> _GIVEN DATA_:
:::

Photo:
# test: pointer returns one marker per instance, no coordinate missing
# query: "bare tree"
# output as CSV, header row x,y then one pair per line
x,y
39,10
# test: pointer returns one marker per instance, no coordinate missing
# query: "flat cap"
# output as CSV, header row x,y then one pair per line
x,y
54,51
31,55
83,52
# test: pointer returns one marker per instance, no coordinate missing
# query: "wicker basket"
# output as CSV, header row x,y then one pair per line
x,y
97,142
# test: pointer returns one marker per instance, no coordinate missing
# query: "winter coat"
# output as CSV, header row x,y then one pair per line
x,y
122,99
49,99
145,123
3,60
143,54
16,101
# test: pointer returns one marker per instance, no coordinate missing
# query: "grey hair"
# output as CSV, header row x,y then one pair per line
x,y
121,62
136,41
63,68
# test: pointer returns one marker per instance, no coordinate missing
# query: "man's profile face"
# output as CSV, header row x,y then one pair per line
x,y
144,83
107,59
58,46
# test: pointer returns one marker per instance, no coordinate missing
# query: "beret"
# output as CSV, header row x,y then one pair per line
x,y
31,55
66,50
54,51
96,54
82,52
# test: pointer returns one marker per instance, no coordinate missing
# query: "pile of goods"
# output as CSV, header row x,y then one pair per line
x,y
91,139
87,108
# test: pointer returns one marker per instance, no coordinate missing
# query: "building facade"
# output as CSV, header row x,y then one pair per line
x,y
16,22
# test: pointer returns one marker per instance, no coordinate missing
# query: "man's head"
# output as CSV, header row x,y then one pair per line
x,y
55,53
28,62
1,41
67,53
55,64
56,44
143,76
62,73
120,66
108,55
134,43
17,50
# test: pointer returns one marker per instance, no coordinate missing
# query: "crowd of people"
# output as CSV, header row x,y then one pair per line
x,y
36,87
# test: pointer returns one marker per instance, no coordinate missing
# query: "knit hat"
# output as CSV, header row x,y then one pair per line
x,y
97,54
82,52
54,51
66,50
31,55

:::

> _THE TASK_:
Return each line of the rows above that contains the word "query". Case counts.

> _REPLY_:
# query: "bare tree"
# query: "flat cap"
# query: "wicker basket"
# query: "winter coat"
# query: "grey hair"
# query: "man's profile face"
# query: "beret"
# query: "pile of goods"
# query: "building facade"
# query: "man's head"
# query: "crowd of people"
# query: "knit hat"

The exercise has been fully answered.